Brief:
Pull out the lines beginning with the one that contains "Where can the suit" and running through the one that contains "pixel 197 5". Reproduce them with no changes.

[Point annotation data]
···
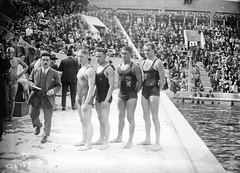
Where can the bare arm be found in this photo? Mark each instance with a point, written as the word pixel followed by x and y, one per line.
pixel 161 72
pixel 111 78
pixel 138 73
pixel 25 67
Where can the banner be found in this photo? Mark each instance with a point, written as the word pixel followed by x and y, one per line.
pixel 129 41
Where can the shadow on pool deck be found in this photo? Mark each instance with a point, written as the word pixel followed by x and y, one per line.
pixel 181 151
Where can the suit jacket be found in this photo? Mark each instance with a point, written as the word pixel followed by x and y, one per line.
pixel 69 68
pixel 53 82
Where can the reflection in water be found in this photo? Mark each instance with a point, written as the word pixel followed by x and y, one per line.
pixel 218 125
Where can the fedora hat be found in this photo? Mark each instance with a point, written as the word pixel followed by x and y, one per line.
pixel 70 52
pixel 53 57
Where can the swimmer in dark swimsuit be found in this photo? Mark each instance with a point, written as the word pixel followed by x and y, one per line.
pixel 85 86
pixel 154 74
pixel 11 90
pixel 104 88
pixel 130 78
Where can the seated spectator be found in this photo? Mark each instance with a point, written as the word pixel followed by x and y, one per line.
pixel 210 94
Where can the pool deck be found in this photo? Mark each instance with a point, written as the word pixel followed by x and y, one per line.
pixel 182 150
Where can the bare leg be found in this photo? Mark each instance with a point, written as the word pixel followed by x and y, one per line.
pixel 121 123
pixel 84 127
pixel 154 106
pixel 14 89
pixel 87 119
pixel 131 106
pixel 146 117
pixel 105 125
pixel 101 138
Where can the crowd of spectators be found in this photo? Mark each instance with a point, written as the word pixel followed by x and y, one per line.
pixel 56 26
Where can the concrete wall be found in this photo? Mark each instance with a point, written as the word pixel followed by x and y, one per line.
pixel 197 5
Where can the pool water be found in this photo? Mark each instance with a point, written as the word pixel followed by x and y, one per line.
pixel 218 125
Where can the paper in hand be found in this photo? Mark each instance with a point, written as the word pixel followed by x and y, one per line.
pixel 34 86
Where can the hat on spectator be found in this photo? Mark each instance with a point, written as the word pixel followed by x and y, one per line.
pixel 20 54
pixel 70 52
pixel 53 57
pixel 10 49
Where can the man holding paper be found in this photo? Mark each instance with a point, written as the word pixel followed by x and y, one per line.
pixel 45 83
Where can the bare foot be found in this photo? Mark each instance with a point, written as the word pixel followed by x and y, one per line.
pixel 104 147
pixel 99 142
pixel 128 145
pixel 116 141
pixel 80 144
pixel 85 148
pixel 156 147
pixel 146 142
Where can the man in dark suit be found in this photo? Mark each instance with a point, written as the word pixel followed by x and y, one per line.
pixel 69 68
pixel 45 83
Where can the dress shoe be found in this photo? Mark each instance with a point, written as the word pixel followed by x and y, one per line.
pixel 44 139
pixel 8 118
pixel 37 131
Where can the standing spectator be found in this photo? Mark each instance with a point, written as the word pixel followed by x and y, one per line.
pixel 53 62
pixel 48 80
pixel 11 89
pixel 69 68
pixel 4 65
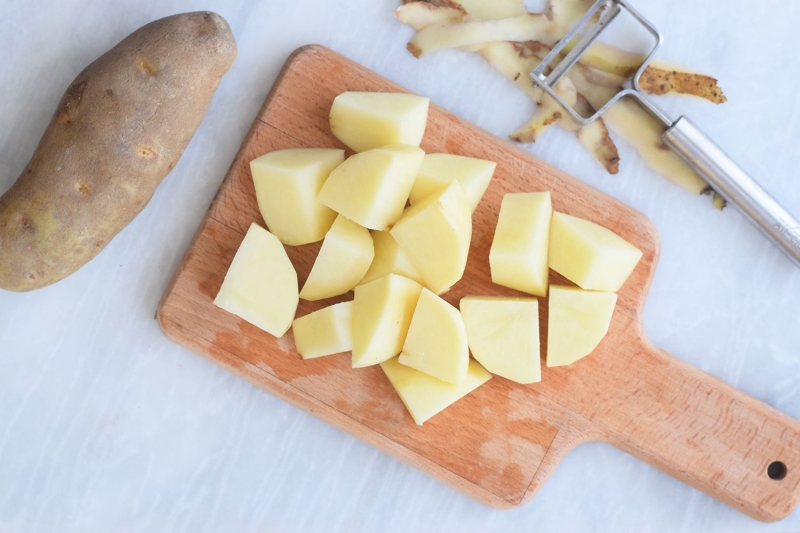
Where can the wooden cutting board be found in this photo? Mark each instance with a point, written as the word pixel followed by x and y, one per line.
···
Solution to this task:
Where can the suit jacket be found in this photo? Mark each instance with a point, written as the word pixel followed by x and y, one per line.
pixel 69 68
pixel 53 82
Where can the reflection in water be found in this photo? Mark each instance with a point, written as the word pixel followed by x and y, one per line.
pixel 218 125
Where can the fedora hat be found in this photo? Mark each instance with a point, written as the word pixel followed by x and y, one per line.
pixel 70 52
pixel 53 57
Where can the swimmer in dark swimsuit be found in this photo? Mark each instance with a point, written as the word pixel followed by x and y, one per line.
pixel 85 86
pixel 154 74
pixel 11 90
pixel 104 88
pixel 130 78
Where can the seated spectator be found in this photo? Mark each instance with a point, written as the word pixel followed by x and y, one per line.
pixel 210 94
Where can the pool deck be found in this photo? Mark each instance with a point, written as the word pixel followed by x and y, one per line.
pixel 182 150
Where can the bare leg be found in this photo? Mark each instance with a point, written as the word pixel followed by x and y, one per line.
pixel 121 123
pixel 84 127
pixel 154 106
pixel 14 89
pixel 87 119
pixel 131 106
pixel 146 117
pixel 105 125
pixel 101 138
Where can the crowd of spectators be found in this photo? Mark each instance with a point, written as the word pixel followed by x and y, one per line.
pixel 56 26
Where can the concrete wall be found in this photo? Mark each instance with a point, written as the word pixel followed by x and y, one per line.
pixel 197 5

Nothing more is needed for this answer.